## Stated problem 1
Answer these questions using the text on body horror films:
(a) In what year was eXistenZ released?
(b) Which actor plays the security guard Ted Pikul?
(c) What is left in Alexia's skull after her childhood auto accident?
## Stated problem 2
In the text on body horror films, recast the paragraph that opens "Brilliant independent director Julia Ducournau" as a short bulleted list that keeps its main facts.
## Stated problem 3
Carry on the text on body horror films with a new paragraph that picks up after its final sentence.
======== Document text
No list of body horror films could ever be complete without the work of David Cronenberg. From his genre-defining Scanners in 1981 to this year's return to form in Crimes of the Future, he's been the king of the subgenre for forty years. His 1999 sci-fi horror effort brings the world of the internet and virtual reality gaming into his traditional horror style. eXistenZ, as the title is stylized, follows Jude Law as security guard Ted Pikul, charged with defending Jennifer Jason Leigh as game designer Allegra Geller. Geller has crafted a fully immersive virtual reality experience, in which the rules of the human body simply do not apply. Guns made from flesh that fire teeth, neural implants, and connections via the intestinal tract, this movie gets disgusting without boundaries. Cronenberg continues to be the biggest name in body horror, and his take on cyberpunk is happy to blend the concepts.


Brilliant independent director Julia Ducournau intricately crafted the strangest and most powerful body horror family drama of the past century. Released just last year, Titane is not something that can be understood through text. It has to be experienced first-hand, with an open heart and a strong stomach. It stars model Agathe Rousselle as Alexia, a woman whose behavior becomes increasingly erratic after a childhood auto accident leaves her with a metal plate in her skull. Beneath the revolting body horror, of which there is quite a bit, lies a complex narrative of gender, sex, and love. The film is masterful, but it is not for everyone. The extremely specific audience for this film needs to find it because it deserves to be seen and discussed.
================
======== Entries supplied
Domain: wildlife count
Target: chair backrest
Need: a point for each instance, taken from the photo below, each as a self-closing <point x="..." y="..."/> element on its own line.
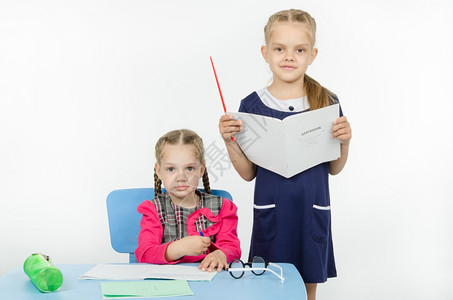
<point x="124" y="219"/>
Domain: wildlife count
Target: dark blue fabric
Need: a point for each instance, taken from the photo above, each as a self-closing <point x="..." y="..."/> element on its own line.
<point x="294" y="231"/>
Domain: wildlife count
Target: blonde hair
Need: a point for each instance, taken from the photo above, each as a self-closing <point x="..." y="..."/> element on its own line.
<point x="180" y="137"/>
<point x="318" y="96"/>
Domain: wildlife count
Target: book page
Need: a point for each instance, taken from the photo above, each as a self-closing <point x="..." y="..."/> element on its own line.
<point x="147" y="271"/>
<point x="292" y="145"/>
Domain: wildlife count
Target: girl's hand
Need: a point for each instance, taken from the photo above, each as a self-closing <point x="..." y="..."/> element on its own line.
<point x="228" y="127"/>
<point x="342" y="130"/>
<point x="195" y="245"/>
<point x="216" y="259"/>
<point x="189" y="245"/>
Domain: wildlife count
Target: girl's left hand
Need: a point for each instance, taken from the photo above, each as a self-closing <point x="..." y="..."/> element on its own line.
<point x="342" y="130"/>
<point x="216" y="259"/>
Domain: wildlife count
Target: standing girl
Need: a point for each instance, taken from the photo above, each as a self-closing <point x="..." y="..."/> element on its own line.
<point x="291" y="222"/>
<point x="184" y="224"/>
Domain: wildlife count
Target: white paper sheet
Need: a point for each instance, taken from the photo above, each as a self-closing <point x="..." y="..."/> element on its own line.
<point x="292" y="145"/>
<point x="147" y="271"/>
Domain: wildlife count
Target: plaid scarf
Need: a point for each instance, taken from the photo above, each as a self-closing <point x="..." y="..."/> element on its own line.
<point x="174" y="218"/>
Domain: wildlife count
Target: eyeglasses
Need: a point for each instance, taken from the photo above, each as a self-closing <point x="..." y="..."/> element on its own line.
<point x="258" y="266"/>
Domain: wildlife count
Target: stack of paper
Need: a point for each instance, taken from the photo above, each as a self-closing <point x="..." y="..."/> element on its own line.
<point x="147" y="271"/>
<point x="142" y="289"/>
<point x="292" y="145"/>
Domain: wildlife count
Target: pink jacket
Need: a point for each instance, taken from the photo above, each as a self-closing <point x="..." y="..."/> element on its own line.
<point x="150" y="249"/>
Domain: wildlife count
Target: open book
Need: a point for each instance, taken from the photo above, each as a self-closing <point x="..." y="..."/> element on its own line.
<point x="147" y="271"/>
<point x="292" y="145"/>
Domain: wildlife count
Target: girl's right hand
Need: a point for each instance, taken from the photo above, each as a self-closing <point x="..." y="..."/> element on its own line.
<point x="195" y="245"/>
<point x="228" y="127"/>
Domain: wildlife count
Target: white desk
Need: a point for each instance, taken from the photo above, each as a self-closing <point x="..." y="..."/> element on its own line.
<point x="15" y="285"/>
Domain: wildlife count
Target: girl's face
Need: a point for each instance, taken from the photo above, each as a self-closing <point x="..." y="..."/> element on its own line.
<point x="180" y="170"/>
<point x="289" y="52"/>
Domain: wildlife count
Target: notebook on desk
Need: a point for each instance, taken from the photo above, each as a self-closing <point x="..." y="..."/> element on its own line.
<point x="147" y="271"/>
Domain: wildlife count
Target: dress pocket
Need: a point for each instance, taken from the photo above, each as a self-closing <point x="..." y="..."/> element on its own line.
<point x="320" y="223"/>
<point x="264" y="222"/>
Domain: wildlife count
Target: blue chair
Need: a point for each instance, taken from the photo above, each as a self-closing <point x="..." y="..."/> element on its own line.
<point x="124" y="220"/>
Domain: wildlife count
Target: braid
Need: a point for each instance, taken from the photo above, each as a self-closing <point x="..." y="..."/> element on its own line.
<point x="318" y="96"/>
<point x="157" y="184"/>
<point x="206" y="184"/>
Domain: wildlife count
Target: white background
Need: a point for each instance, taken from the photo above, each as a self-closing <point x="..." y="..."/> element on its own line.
<point x="87" y="87"/>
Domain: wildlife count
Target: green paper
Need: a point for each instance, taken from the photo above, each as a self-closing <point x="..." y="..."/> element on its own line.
<point x="145" y="288"/>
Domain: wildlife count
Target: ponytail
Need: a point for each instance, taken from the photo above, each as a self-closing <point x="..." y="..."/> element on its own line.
<point x="318" y="96"/>
<point x="206" y="184"/>
<point x="157" y="184"/>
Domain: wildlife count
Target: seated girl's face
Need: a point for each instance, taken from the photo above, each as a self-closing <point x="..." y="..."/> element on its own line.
<point x="180" y="171"/>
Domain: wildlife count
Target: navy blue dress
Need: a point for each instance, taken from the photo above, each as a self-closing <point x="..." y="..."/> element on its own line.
<point x="291" y="218"/>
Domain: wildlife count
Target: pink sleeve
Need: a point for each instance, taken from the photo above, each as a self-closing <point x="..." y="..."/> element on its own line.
<point x="150" y="248"/>
<point x="227" y="238"/>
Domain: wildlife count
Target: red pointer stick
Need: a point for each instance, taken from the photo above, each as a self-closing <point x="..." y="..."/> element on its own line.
<point x="220" y="91"/>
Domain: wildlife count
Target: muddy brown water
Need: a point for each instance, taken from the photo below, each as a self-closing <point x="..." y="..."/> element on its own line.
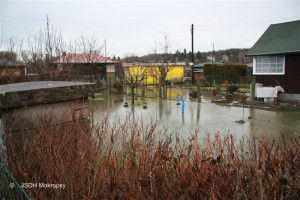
<point x="206" y="117"/>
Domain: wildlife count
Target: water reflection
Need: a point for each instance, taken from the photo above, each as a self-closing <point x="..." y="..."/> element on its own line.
<point x="205" y="116"/>
<point x="208" y="117"/>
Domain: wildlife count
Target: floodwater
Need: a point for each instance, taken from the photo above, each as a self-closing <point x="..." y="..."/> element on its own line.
<point x="206" y="117"/>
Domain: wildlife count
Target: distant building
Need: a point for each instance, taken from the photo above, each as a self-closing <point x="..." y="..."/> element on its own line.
<point x="176" y="70"/>
<point x="225" y="58"/>
<point x="10" y="68"/>
<point x="86" y="65"/>
<point x="198" y="69"/>
<point x="276" y="57"/>
<point x="211" y="58"/>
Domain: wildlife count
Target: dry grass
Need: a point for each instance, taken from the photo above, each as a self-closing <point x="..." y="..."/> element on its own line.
<point x="127" y="160"/>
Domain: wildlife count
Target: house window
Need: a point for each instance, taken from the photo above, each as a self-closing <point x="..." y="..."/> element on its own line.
<point x="268" y="65"/>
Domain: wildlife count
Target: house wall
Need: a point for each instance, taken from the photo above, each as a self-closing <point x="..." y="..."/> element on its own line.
<point x="7" y="70"/>
<point x="290" y="81"/>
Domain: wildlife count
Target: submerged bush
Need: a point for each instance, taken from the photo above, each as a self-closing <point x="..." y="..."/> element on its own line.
<point x="132" y="160"/>
<point x="118" y="85"/>
<point x="232" y="88"/>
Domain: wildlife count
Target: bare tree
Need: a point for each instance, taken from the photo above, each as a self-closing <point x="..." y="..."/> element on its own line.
<point x="164" y="68"/>
<point x="134" y="76"/>
<point x="43" y="50"/>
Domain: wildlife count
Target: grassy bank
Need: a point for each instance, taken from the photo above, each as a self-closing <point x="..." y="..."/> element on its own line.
<point x="127" y="160"/>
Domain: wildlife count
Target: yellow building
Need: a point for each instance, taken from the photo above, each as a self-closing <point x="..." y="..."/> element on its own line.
<point x="151" y="72"/>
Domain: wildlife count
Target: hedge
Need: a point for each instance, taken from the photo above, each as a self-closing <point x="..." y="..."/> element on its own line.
<point x="233" y="73"/>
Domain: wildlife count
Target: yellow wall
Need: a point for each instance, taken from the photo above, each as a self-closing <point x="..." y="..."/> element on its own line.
<point x="153" y="73"/>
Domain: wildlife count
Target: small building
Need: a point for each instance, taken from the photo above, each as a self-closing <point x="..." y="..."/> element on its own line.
<point x="276" y="57"/>
<point x="225" y="58"/>
<point x="10" y="68"/>
<point x="85" y="65"/>
<point x="198" y="69"/>
<point x="152" y="71"/>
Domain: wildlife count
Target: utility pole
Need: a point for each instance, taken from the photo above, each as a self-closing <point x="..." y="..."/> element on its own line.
<point x="213" y="54"/>
<point x="192" y="31"/>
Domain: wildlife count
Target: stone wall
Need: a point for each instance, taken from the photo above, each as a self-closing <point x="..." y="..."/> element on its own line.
<point x="45" y="95"/>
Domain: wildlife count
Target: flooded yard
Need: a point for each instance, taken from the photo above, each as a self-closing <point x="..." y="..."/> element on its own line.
<point x="206" y="117"/>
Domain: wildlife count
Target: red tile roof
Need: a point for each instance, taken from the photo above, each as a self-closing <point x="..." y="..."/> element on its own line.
<point x="84" y="58"/>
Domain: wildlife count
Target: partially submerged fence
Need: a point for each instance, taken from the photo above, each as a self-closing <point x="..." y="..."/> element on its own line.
<point x="9" y="187"/>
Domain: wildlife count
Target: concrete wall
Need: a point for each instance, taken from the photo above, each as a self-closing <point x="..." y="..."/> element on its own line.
<point x="22" y="98"/>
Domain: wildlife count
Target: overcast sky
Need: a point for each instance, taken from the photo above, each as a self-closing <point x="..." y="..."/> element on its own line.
<point x="134" y="26"/>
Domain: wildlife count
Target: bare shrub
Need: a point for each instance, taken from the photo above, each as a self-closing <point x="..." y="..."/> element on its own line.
<point x="132" y="160"/>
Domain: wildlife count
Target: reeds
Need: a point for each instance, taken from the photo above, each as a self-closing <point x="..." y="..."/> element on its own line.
<point x="134" y="160"/>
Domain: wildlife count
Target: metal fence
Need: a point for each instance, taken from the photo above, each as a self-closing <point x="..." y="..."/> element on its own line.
<point x="9" y="187"/>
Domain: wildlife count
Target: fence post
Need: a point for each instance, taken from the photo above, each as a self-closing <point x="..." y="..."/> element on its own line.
<point x="198" y="90"/>
<point x="252" y="91"/>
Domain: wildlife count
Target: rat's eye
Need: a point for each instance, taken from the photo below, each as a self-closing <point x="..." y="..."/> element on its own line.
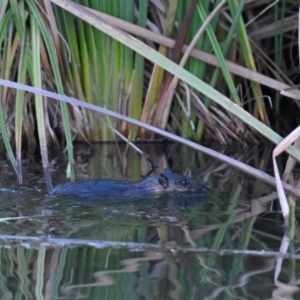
<point x="183" y="182"/>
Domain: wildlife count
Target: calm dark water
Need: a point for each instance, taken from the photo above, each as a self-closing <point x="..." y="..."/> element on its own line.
<point x="223" y="245"/>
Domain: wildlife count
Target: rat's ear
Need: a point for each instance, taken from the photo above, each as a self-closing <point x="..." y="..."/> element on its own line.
<point x="163" y="180"/>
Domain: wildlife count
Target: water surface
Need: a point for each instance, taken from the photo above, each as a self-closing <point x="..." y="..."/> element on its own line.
<point x="228" y="244"/>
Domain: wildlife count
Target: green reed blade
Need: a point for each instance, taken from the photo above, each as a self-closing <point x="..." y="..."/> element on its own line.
<point x="4" y="36"/>
<point x="19" y="107"/>
<point x="55" y="67"/>
<point x="247" y="54"/>
<point x="39" y="105"/>
<point x="218" y="52"/>
<point x="173" y="68"/>
<point x="136" y="97"/>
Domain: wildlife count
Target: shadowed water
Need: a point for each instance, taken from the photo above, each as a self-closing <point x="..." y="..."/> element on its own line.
<point x="226" y="244"/>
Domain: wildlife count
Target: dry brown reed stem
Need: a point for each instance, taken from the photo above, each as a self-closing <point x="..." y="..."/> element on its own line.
<point x="241" y="166"/>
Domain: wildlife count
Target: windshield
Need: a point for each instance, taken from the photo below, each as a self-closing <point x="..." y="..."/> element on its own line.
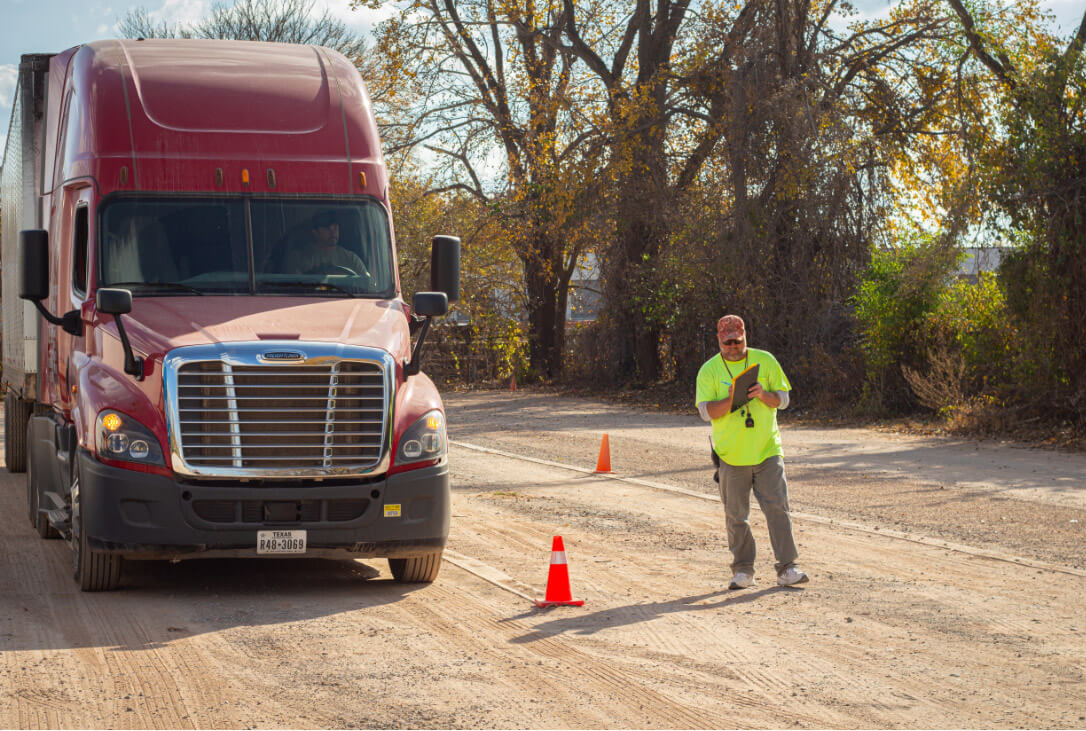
<point x="201" y="246"/>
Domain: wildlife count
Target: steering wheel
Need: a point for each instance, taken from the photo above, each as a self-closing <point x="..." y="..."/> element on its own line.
<point x="343" y="271"/>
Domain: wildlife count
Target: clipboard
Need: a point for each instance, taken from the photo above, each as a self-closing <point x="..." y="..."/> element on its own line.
<point x="743" y="383"/>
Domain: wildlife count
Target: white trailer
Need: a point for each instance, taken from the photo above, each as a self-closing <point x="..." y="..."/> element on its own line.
<point x="21" y="208"/>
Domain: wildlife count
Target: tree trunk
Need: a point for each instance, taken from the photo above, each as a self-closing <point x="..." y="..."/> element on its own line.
<point x="546" y="312"/>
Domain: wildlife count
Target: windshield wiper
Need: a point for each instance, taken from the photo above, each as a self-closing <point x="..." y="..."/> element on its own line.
<point x="171" y="285"/>
<point x="306" y="285"/>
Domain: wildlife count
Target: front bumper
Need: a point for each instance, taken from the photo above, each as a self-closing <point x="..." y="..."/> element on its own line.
<point x="149" y="516"/>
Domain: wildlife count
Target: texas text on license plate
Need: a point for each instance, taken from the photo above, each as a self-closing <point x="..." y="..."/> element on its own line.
<point x="280" y="541"/>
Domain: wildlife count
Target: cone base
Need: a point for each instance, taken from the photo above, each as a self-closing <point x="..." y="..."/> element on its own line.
<point x="575" y="602"/>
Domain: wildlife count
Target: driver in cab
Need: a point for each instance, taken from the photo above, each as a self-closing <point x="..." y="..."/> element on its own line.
<point x="320" y="252"/>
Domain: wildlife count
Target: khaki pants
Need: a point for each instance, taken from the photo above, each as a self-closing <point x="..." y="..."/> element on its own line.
<point x="771" y="489"/>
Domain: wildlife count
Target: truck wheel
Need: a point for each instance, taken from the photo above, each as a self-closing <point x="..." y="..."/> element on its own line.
<point x="93" y="569"/>
<point x="417" y="569"/>
<point x="39" y="520"/>
<point x="16" y="413"/>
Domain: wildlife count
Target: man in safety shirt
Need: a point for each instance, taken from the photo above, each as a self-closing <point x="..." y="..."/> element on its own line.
<point x="747" y="443"/>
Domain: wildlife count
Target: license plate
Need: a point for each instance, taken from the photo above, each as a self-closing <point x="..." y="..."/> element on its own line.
<point x="280" y="541"/>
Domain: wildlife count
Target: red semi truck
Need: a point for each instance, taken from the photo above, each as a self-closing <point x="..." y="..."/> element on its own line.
<point x="221" y="363"/>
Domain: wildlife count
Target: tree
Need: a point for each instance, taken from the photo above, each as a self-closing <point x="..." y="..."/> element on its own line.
<point x="270" y="21"/>
<point x="487" y="91"/>
<point x="1035" y="166"/>
<point x="769" y="100"/>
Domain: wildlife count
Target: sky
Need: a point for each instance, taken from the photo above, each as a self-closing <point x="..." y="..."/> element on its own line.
<point x="34" y="26"/>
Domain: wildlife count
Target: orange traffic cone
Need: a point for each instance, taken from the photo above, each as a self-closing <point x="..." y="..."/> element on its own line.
<point x="557" y="581"/>
<point x="603" y="464"/>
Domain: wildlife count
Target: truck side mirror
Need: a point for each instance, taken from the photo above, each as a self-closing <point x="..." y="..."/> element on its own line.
<point x="34" y="264"/>
<point x="430" y="305"/>
<point x="34" y="278"/>
<point x="445" y="266"/>
<point x="114" y="301"/>
<point x="118" y="302"/>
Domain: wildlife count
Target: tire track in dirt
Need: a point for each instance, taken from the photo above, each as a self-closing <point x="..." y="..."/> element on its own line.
<point x="602" y="678"/>
<point x="936" y="571"/>
<point x="764" y="689"/>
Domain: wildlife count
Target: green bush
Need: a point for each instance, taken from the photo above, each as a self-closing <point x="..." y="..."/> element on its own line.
<point x="896" y="297"/>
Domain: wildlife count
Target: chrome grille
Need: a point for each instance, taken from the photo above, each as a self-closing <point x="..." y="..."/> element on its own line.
<point x="323" y="416"/>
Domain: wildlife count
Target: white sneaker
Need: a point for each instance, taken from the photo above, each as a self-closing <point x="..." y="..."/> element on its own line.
<point x="791" y="577"/>
<point x="741" y="580"/>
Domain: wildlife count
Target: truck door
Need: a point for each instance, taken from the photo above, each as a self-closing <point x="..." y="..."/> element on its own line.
<point x="73" y="280"/>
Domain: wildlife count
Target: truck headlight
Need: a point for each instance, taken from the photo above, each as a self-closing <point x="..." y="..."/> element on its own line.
<point x="121" y="437"/>
<point x="425" y="440"/>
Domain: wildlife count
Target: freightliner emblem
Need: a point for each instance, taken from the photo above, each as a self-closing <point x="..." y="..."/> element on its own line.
<point x="282" y="356"/>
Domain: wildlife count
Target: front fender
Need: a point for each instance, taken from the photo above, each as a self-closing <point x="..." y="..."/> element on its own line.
<point x="101" y="387"/>
<point x="414" y="399"/>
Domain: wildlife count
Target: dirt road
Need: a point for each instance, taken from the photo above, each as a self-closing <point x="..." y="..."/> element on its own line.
<point x="947" y="584"/>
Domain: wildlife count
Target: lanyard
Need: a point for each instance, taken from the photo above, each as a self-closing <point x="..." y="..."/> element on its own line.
<point x="746" y="407"/>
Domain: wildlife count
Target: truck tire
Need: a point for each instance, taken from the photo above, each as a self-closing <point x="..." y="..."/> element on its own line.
<point x="417" y="569"/>
<point x="39" y="520"/>
<point x="95" y="570"/>
<point x="16" y="413"/>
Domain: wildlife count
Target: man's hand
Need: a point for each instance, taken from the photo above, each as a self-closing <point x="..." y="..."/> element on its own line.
<point x="768" y="398"/>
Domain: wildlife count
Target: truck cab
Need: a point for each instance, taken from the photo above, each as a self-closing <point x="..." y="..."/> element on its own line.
<point x="221" y="363"/>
================
## Result 1
(a) 1999
(b) Jude Law
(c) A metal plate

## Result 2
- Julia Ducournau, an independent director, made Titane, a body horror family drama released last year.
- The film has to be experienced first-hand, with an open heart and a strong stomach.
- Model Agathe Rousselle stars as Alexia, whose behavior grows erratic after a childhood auto accident leaves a metal plate in her skull.
- Beneath its heavy body horror lies a complex story of gender, sex, and love.
- It is masterful but not for everyone, and its specific audience should seek it out.

## Result 3
Justin Benson and Aaron Moorhead are well-known for their indie sci-fi and horror career, and their more recent work with the Marvel Cinematic Universe. The filmmaking duo's first few films are directed, written, and edited by Benson and Moorhead. They even occasionally star in them. Released in 2014, Spring is the second film created by Benson and Moorhead, and it's a very special experience. It follows Lou Taylor Pucci as Evan, a man who takes a trip to Italy to find himself in a time of personal crisis. He meets and is instantly smitten with Louise, a captivating and intelligent student portrayed by Nadia Hilker. Their bizarre romance is sidetracked a few times by the fact that Louise is something far more than human. Her nightmarish transformations complement the naturalistic romance and combine to form something truly unique. Spring wasn't a big-budget blockbuster, but it is a masterful work of indie horror and romance from two beloved filmmakers.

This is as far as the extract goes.